PROBLEM STATEMENT:
Rescale the rows below, starting with the line that contains "of the fly-foto.de" and going on through the end of the rows, and return only those lines, requests included. Multiply each point coordinate in the answers by 1.7, rounding to whole numbers with halves rounded up, and leave the requests and their sample coordinates unchanged.

EXERCISE MATERIALS:
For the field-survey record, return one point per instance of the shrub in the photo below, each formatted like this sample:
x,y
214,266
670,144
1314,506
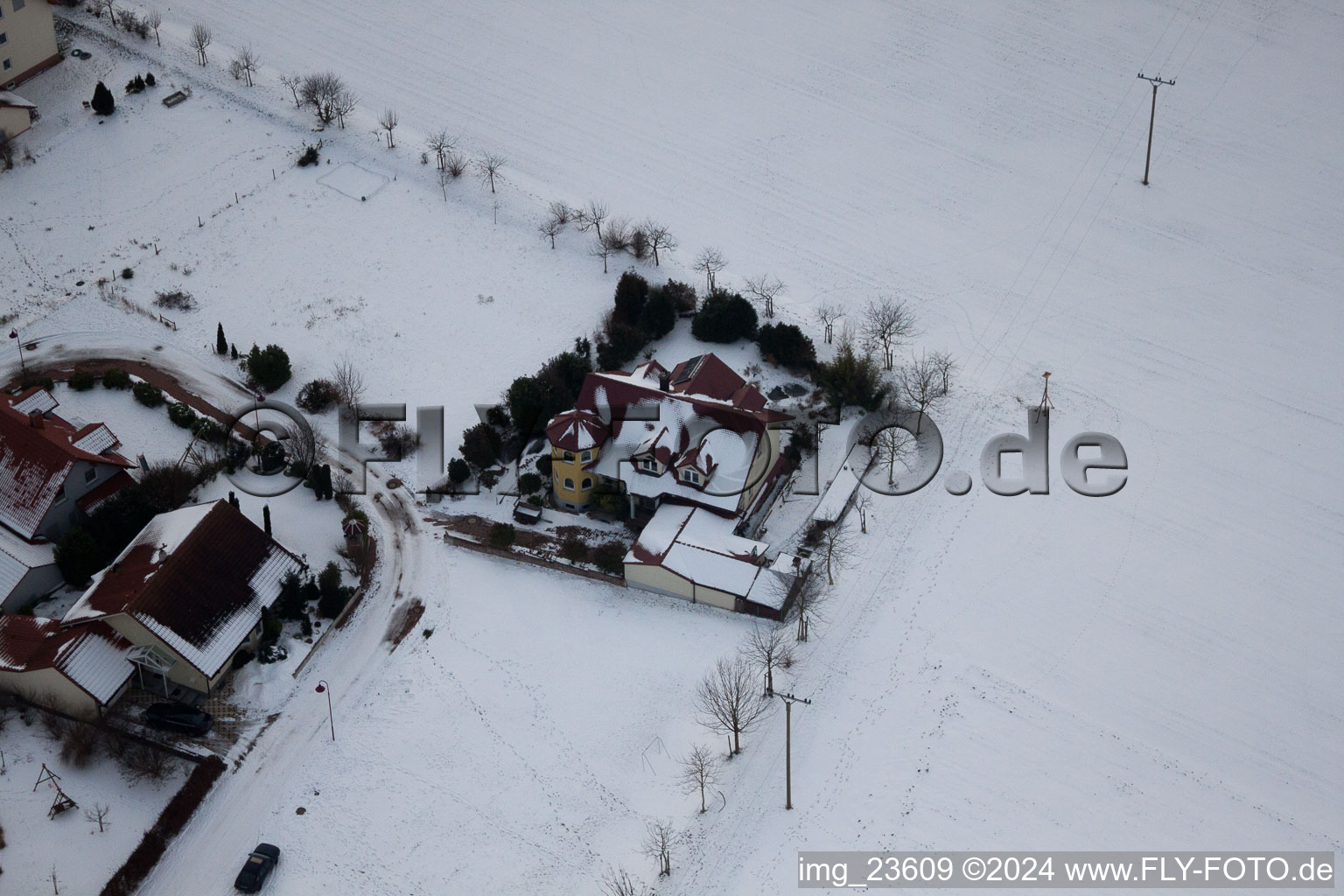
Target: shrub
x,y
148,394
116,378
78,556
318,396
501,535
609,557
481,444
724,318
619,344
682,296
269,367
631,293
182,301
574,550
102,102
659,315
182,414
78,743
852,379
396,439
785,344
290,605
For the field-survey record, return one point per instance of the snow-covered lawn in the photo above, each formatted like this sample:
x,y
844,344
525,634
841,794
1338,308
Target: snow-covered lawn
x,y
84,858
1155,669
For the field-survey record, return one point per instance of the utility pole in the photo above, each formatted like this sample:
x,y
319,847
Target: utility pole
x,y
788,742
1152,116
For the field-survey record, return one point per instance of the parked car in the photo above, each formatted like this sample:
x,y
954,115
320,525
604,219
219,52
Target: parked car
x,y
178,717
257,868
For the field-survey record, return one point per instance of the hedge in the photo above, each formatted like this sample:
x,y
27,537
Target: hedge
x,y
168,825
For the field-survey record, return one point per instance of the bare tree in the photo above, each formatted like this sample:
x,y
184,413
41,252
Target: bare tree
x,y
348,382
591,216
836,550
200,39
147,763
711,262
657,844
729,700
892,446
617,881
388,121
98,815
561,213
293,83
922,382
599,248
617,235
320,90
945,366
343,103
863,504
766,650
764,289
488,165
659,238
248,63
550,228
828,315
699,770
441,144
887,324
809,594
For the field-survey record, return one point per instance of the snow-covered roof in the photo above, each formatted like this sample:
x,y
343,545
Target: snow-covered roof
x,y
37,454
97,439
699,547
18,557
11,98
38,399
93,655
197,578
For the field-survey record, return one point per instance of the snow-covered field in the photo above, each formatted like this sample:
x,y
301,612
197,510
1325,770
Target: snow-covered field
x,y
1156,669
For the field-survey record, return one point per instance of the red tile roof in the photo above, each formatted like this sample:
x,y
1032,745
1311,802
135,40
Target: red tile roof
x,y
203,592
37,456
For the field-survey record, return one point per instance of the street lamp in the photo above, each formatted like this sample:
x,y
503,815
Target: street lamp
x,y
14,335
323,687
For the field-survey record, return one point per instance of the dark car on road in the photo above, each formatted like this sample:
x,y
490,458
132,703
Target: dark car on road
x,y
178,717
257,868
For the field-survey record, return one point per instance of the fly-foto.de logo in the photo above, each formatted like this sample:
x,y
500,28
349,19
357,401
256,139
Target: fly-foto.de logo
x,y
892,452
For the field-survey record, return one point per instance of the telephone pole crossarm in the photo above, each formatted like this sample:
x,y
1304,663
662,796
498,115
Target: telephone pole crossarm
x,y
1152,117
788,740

EXPECTED ANSWER:
For the field-survey record, return one point per instance of the fly-foto.de logo in the photo above, each formatted like this sample:
x,y
500,28
349,19
357,401
256,139
Target: fly-foto.de logo
x,y
1516,768
For the field-survey record, return one point per instance of the telephone pole crossarm in the photo above, each formatted like this sample:
x,y
1304,663
662,796
498,115
Target: telephone pole crossarm
x,y
1958,199
1340,1258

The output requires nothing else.